What is expected -
Please resume the article on senior living staffing needs, carrying it on from its last sentence.

Document extract -
Help wanted: LTC hourly job positions reach peak need in next 10 years
The senior living industry could need 1.2 million new workers over the next 10 years, primarily in the job roles of nursing assistant, home health aide and personal care assistant, notes a new Argentum report, “Getting to 2025: A roadmap for the senior living industry.” The sector also should see surging demand for positions in dining services, housekeeping and health technicians.
The trend sends up a red flag to senior care executives, who may need to rethink their strategies in staff recruitment, retention and pay rates. Many of the job roles that will be in greatest demand by 2025 are currently among the least paid, according to the Hospital and Healthcare Compensation Service’s Assisted Living Salary & Benefits Report 2014-2015. The national average pay for a dementia personal care aide is $12.10 per hour, while a food server often earns less than $11 per hour.

Listed entries -
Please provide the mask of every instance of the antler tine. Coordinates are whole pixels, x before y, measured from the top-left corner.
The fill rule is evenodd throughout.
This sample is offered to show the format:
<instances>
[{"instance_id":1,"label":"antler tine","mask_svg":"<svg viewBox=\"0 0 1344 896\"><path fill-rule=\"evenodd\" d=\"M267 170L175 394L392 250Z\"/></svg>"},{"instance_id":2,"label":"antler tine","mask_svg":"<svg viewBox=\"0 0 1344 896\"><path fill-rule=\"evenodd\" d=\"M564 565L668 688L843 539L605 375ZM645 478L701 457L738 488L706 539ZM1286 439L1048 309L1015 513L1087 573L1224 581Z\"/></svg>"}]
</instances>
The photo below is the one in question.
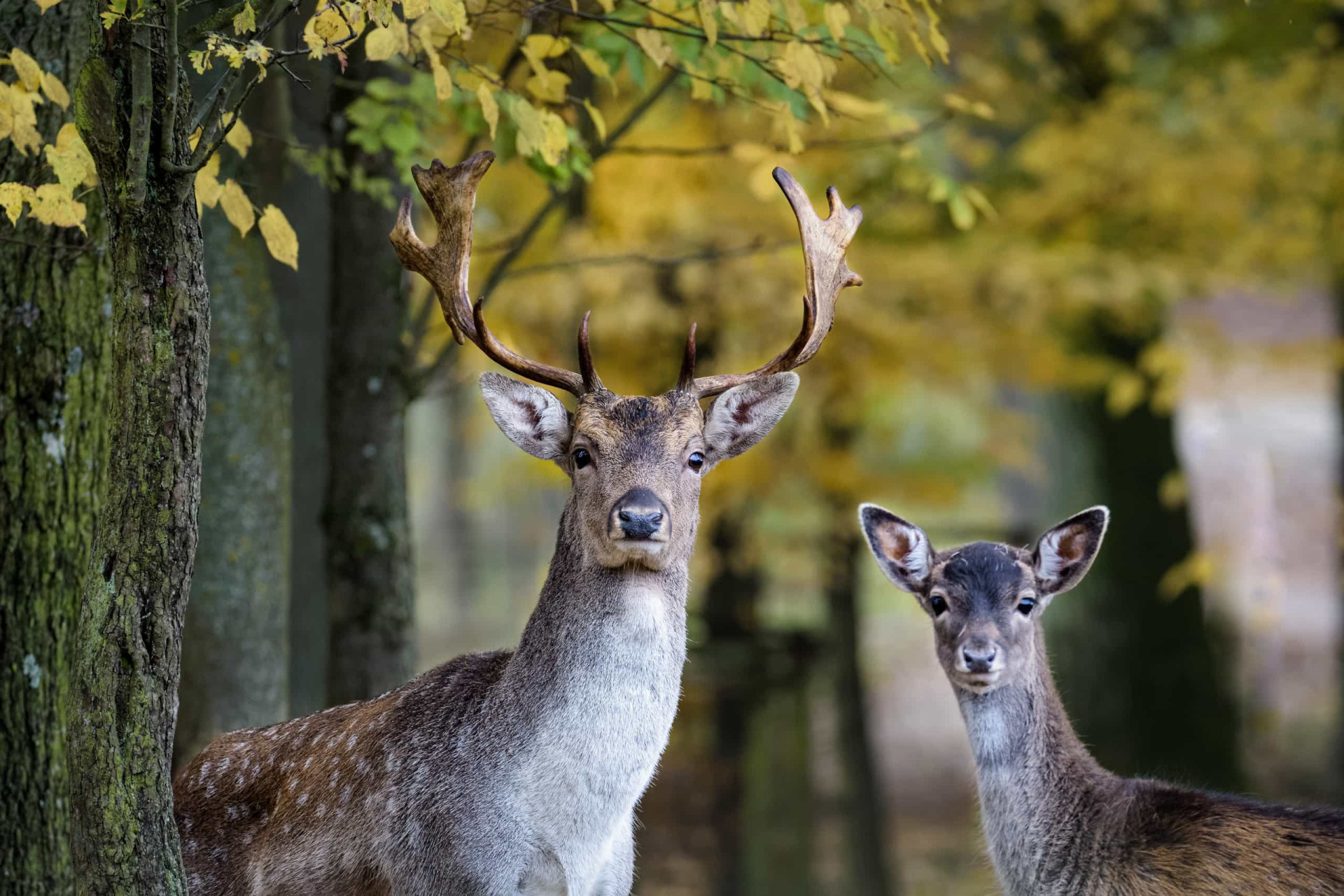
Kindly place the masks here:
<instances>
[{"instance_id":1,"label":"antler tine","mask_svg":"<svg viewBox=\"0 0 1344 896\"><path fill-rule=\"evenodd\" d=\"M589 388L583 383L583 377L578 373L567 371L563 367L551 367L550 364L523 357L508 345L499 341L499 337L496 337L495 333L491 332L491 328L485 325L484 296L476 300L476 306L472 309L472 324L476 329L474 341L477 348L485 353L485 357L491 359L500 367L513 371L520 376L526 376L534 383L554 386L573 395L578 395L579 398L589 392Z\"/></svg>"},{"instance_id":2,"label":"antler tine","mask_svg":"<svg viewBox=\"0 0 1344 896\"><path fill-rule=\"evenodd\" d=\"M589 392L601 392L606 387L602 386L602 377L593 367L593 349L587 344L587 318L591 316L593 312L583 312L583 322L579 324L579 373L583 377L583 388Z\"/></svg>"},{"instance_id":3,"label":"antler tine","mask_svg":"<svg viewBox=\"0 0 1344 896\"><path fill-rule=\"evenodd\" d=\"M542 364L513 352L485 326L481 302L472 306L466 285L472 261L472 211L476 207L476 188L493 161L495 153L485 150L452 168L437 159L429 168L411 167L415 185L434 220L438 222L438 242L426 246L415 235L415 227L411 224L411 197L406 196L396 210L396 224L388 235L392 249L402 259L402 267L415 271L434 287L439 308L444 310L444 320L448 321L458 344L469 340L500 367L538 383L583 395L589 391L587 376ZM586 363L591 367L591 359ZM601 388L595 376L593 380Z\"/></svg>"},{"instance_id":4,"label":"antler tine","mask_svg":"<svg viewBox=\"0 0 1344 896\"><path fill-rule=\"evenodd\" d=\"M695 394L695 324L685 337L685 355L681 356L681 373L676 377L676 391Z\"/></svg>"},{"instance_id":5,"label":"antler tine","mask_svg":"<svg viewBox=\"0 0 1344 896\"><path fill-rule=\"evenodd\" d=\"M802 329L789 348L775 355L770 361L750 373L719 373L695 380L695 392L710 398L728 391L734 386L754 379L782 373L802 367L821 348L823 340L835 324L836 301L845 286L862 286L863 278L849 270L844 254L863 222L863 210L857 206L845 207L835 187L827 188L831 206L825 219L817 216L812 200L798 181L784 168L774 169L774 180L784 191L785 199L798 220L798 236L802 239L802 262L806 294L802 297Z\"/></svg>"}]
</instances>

---

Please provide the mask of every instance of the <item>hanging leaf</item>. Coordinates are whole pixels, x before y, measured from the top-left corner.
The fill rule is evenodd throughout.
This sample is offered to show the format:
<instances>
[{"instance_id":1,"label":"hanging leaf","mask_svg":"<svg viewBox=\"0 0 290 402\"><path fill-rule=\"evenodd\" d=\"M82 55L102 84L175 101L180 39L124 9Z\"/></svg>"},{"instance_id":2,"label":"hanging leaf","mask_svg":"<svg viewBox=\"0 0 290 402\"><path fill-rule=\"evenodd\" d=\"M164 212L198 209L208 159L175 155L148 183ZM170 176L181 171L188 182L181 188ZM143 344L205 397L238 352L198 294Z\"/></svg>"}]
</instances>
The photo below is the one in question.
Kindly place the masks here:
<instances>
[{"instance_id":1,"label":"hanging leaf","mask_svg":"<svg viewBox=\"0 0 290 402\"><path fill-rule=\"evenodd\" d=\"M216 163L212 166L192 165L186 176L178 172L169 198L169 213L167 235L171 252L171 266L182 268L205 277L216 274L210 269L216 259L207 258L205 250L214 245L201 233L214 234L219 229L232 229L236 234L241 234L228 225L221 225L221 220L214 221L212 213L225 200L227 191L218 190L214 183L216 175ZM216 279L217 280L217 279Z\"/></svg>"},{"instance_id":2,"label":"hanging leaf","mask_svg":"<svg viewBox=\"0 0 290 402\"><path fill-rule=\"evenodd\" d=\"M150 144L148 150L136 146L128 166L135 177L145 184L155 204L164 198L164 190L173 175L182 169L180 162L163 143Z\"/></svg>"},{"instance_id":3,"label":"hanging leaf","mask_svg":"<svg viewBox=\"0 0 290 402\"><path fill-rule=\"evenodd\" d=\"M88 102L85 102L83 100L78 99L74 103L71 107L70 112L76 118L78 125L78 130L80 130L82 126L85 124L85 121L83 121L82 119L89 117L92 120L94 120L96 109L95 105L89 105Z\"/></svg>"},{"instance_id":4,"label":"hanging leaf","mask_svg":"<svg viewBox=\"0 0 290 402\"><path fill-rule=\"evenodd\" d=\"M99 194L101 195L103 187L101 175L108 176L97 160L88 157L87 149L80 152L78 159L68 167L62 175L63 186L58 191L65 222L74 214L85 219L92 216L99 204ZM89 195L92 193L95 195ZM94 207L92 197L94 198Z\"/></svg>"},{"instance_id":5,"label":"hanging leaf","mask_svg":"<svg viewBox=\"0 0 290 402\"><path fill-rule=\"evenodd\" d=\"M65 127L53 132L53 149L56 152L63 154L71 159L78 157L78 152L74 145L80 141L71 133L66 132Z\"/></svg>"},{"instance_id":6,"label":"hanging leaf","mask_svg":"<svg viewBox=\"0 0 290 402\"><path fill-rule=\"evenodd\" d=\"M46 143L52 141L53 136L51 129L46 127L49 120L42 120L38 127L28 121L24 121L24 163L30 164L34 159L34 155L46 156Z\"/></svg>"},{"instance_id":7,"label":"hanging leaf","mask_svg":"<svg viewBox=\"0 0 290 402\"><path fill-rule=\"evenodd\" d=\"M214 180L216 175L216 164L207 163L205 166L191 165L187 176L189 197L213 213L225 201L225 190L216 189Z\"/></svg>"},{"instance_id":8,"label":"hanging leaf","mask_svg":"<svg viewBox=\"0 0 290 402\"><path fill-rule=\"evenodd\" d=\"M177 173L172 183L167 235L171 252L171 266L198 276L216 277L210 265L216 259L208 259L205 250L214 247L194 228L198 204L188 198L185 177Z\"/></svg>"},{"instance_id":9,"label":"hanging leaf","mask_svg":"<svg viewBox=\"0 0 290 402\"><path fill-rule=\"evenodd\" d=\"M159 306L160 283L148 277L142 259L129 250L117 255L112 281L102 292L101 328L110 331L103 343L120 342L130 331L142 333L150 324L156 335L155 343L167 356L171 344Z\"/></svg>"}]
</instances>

Answer to the problem -
Turnover also is a huge challenge, with turnover rates for dining services, marketing and resident assistants near 35 percent, much higher than the average 28.7 percent across all job positions.
The Argentum report identifies five key focus areas for the next decade:
- Workforce management – Developing innovative recruiting, retention, training and pay strategies
- Quality care – Fostering person-centered care environments and high-quality care that supports pay-for-quality trends, including standards for certification.
- Consumer choice – Promoting strategies for financing long-term
- care services and supports, aging-in-place choices and public policies that support living choices for older adults.
- Operational excellence – Using innovation, technology and business/clinical analytics and other tools to provide better decision-making in the business of delivering quality senior care.
- Memory care – Providing quality programming and quality staff to fulfill best practices in the care of residents with dementia.
Regardless of the 10-year scope of the report’s projections, senior care organizations need to begin preparing now, the report concludes. The stats highlight the need for more attractive career paths, better pay incentives and fresh strategies for recruiting for the positions that will be most in demand.
The last of the baby boomers will turn 65 in 2029. By then, those over age 65 will comprise than 20 percent of the U.S. population.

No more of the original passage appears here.